*** Opening Supplied entries ***

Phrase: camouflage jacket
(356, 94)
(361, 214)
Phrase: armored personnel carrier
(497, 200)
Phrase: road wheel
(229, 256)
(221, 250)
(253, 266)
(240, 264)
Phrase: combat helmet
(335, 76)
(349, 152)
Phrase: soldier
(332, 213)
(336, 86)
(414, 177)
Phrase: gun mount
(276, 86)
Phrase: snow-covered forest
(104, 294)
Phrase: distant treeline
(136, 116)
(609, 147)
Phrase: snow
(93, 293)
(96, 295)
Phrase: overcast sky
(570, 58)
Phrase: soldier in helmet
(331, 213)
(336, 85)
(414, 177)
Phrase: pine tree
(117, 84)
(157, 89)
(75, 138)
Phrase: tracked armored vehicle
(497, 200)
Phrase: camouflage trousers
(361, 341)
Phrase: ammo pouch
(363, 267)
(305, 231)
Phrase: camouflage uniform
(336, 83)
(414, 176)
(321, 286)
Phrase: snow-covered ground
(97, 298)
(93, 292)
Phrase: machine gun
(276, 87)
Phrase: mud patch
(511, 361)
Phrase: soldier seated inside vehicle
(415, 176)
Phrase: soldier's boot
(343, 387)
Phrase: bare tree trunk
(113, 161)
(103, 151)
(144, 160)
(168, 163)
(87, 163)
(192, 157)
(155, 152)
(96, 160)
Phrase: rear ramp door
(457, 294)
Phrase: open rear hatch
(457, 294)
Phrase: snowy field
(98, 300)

*** Closing Supplied entries ***

▶ [Exercise prompt] Type the material above out again, exactly.

▶ [Reply to the exercise]
Phrase: camouflage jacket
(356, 94)
(361, 214)
Phrase: armored personnel carrier
(497, 200)
Phrase: road wheel
(229, 256)
(221, 250)
(253, 266)
(240, 264)
Phrase: combat helmet
(335, 76)
(349, 152)
Phrase: soldier
(332, 213)
(336, 86)
(414, 177)
Phrase: gun mount
(276, 86)
Phrase: snow-covered forest
(104, 294)
Phrase: distant treeline
(136, 116)
(609, 147)
Phrase: snow
(93, 293)
(96, 295)
Phrase: overcast sky
(570, 58)
Phrase: soldier in helmet
(331, 213)
(336, 85)
(414, 177)
Phrase: pine tree
(117, 84)
(157, 89)
(75, 138)
Phrase: tracked armored vehicle
(497, 200)
Phrase: camouflage trousers
(361, 341)
Phrase: ammo pouch
(363, 267)
(305, 231)
Phrase: camouflage uniform
(336, 83)
(414, 176)
(321, 286)
Phrase: snow-covered ground
(97, 298)
(93, 292)
Phrase: machine gun
(276, 87)
Phrase: mud patch
(511, 361)
Phrase: soldier seated inside vehicle
(415, 176)
Phrase: soldier's boot
(343, 387)
Phrase: bare tree trunk
(113, 161)
(103, 151)
(144, 160)
(168, 163)
(87, 163)
(192, 157)
(155, 152)
(96, 160)
Phrase: rear ramp door
(457, 294)
Phrase: open rear hatch
(457, 294)
Phrase: snowy field
(98, 300)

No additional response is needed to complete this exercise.